**Pasaje seleccionado:**
__________________________________________________

Otra remake de un clásico animado de Disney al cine de acción real con actores famosos y presupuesto grande. Después de La Bella y la Bestia o El Libro de la Selva y antes de El Rey León. Y una remake muy pegada a la original, tanto que casi la imita. Un ladrón que quiere dejar de ser ladrón, una princesa que quiere dejar de ser princesa, con la modificación más sustancial en torno del nuevo acento feminista y empoderado. El tema tiene una canción, Speechless, sobre las que ya no se callan más, que subraya esta diferencia sustancial: en lugar de estar preocupada por su casamiento, la princesa quiere ser sultana. Gracias al CGI, también siguen por allí el loro y el tigre, interactuando con Mena Massoud (Aladdin), un actor simpático que hace lo que puede. Porque la estrella de Aladdin es el genio de Will Smith, que funciona mejor sin la intervención de los efectos, y da una impresión extraña cuando se convierte en genio. Hay buenos cuadros musicales, pero la película que dirige Guy Ritchie no se sale de la fórmula. En este caso, de una actualización discreta.

__________________________________________________

**Conjunto de ítems:**
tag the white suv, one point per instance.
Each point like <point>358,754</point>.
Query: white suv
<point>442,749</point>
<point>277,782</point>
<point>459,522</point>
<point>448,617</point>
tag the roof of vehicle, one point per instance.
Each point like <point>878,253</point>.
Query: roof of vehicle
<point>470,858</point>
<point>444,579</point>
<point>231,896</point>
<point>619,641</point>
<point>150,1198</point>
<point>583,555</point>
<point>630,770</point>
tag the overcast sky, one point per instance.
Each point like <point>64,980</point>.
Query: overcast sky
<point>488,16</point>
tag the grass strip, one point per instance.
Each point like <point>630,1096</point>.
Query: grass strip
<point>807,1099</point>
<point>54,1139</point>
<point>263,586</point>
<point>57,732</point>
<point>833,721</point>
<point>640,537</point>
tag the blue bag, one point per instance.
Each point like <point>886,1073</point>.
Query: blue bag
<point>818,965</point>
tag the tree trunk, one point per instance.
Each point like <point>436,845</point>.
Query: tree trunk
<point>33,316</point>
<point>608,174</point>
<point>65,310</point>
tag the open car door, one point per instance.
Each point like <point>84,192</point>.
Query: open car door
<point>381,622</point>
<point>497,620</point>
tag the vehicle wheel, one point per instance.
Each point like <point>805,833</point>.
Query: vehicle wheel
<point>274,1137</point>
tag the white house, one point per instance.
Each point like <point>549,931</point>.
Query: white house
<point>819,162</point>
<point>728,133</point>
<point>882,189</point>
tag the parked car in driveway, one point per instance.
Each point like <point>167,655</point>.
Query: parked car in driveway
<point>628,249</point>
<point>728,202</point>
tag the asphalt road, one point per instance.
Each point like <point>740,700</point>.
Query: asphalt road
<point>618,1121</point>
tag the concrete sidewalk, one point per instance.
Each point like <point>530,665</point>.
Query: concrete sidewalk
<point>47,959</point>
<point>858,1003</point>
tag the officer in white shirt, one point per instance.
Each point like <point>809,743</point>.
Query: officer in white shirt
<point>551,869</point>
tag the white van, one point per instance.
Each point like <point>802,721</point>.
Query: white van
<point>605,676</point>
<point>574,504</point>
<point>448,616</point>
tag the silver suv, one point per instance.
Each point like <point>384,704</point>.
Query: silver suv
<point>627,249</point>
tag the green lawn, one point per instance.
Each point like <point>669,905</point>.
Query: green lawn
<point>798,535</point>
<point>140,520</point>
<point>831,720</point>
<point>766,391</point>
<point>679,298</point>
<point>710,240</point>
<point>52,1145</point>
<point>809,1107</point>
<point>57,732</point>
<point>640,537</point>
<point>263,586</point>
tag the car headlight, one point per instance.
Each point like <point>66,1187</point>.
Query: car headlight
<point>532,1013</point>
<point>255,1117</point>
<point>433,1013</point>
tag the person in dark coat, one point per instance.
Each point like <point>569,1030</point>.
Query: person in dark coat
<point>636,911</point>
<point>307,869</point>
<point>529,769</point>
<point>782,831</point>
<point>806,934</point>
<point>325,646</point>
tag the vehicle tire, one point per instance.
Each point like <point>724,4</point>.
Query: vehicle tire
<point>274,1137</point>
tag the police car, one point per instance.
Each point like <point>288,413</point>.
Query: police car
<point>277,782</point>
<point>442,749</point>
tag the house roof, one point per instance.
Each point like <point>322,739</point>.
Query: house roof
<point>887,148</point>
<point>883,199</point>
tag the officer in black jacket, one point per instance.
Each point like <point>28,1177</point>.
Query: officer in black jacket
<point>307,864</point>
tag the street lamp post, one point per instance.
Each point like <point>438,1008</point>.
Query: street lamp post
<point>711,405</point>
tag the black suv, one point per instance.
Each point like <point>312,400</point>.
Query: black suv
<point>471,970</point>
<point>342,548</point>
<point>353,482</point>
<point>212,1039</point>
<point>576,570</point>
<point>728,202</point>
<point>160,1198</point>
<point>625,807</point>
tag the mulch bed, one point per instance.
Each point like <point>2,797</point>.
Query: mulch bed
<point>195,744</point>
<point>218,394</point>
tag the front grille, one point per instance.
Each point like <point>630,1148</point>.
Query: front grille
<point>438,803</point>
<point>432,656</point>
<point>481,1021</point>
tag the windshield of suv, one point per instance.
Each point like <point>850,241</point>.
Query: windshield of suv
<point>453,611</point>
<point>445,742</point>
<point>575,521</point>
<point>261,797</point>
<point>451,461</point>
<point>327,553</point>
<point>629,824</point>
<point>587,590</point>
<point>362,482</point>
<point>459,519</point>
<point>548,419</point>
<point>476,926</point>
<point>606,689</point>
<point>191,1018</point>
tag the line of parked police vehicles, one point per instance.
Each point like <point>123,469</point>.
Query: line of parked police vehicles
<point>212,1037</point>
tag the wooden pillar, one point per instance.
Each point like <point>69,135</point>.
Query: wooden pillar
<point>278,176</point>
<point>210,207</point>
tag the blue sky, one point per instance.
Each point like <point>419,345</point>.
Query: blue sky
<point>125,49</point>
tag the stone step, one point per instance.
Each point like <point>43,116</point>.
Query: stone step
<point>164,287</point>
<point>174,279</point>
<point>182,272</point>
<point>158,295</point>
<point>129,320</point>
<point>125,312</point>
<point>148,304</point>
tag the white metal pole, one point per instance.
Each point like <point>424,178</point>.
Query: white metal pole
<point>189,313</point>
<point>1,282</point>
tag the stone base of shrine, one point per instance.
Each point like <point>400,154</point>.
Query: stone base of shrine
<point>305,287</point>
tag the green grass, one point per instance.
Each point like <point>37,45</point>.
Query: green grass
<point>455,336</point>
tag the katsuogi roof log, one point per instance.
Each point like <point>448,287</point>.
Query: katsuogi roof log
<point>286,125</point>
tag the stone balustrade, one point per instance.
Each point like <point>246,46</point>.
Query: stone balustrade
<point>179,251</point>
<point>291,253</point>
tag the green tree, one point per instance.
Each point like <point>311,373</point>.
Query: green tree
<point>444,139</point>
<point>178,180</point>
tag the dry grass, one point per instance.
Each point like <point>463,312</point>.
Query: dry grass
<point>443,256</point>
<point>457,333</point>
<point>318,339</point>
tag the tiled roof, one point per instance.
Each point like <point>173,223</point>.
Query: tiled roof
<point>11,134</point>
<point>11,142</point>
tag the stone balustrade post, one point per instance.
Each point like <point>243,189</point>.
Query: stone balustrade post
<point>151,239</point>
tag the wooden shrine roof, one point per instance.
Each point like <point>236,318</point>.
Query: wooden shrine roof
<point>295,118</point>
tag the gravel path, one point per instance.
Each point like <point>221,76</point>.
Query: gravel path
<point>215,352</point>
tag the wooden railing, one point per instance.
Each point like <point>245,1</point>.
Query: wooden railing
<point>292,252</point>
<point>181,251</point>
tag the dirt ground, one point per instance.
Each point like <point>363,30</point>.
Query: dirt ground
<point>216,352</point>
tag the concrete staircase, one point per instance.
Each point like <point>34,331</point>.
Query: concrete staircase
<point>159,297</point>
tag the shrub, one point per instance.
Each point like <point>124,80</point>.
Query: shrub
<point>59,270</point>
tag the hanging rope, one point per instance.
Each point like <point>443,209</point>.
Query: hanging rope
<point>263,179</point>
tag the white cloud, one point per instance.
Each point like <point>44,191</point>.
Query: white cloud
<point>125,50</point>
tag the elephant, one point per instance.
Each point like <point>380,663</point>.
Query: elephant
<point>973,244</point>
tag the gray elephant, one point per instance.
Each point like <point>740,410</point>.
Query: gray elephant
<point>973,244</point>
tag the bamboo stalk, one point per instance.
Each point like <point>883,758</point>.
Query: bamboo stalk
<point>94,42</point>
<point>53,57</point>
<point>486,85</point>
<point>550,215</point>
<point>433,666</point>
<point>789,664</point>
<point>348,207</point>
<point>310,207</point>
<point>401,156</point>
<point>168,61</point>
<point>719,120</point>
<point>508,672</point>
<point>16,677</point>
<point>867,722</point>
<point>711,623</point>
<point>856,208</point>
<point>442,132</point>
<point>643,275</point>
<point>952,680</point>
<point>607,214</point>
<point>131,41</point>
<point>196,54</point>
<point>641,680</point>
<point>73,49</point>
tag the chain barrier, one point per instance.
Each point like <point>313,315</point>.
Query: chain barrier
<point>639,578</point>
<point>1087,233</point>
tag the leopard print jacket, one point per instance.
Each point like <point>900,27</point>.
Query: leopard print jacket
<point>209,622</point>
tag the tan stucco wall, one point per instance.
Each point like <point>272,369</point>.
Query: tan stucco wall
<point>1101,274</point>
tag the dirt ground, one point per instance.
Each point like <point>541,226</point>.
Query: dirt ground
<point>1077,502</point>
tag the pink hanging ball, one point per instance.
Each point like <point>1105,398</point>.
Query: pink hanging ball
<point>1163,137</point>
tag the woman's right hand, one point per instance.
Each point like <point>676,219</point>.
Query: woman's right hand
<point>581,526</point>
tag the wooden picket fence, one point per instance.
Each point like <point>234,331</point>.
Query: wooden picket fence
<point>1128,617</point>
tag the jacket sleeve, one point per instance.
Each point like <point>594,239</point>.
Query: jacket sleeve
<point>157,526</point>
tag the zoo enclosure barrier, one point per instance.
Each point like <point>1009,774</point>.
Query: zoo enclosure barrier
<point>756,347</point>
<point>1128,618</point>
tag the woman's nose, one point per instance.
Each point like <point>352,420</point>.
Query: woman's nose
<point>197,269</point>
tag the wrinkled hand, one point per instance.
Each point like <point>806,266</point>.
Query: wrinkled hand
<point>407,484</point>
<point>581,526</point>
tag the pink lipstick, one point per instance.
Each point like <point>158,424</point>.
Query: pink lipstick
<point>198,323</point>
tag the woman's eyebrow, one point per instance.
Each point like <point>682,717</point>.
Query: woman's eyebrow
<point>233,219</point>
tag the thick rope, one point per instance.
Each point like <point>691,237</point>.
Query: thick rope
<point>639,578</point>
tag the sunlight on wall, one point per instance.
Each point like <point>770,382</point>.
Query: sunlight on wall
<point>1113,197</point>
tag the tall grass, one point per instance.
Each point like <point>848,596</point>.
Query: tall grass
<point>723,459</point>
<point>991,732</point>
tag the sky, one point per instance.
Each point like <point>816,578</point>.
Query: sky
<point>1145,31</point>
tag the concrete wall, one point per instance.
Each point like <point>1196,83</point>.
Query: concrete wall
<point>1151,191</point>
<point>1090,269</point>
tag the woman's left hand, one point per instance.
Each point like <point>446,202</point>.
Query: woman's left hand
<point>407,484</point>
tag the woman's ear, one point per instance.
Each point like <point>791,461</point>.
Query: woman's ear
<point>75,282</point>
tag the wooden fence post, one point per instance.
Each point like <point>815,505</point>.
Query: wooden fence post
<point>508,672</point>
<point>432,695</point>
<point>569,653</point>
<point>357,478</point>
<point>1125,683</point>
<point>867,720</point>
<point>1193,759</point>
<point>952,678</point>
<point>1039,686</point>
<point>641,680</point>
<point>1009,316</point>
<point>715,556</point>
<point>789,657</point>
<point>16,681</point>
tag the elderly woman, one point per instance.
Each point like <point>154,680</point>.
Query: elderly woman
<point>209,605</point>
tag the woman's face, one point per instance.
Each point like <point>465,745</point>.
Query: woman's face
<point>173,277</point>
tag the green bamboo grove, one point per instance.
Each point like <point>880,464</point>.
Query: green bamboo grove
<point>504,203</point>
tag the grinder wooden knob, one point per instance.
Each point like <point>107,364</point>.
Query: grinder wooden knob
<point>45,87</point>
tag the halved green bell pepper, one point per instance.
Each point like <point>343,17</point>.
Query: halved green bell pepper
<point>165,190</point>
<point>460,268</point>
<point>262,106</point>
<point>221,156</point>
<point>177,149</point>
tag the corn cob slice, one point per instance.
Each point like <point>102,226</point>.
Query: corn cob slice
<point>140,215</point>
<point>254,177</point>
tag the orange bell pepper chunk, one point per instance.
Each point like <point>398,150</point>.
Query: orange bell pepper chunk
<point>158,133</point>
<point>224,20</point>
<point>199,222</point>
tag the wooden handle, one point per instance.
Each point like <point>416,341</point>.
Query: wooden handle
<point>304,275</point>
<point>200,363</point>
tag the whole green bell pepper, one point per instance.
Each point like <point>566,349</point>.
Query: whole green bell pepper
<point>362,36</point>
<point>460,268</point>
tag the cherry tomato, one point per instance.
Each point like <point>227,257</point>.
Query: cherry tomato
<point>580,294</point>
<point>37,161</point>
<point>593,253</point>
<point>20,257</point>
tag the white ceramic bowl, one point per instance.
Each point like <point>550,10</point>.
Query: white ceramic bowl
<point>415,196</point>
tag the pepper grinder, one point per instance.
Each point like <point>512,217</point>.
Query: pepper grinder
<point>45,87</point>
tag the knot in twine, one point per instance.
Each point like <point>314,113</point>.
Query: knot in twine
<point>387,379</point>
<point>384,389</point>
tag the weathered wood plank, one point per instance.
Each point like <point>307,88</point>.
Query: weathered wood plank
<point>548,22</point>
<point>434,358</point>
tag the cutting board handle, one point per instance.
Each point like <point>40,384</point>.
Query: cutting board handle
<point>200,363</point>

__________________________________________________

**Por hacer:**
Según la reseña, ¿qué quiere ser la princesa en lugar de estar preocupada por su casamiento? Los ítems no guardan relación con la reseña.

**Respuesta escrita:**
Quiere ser sultana.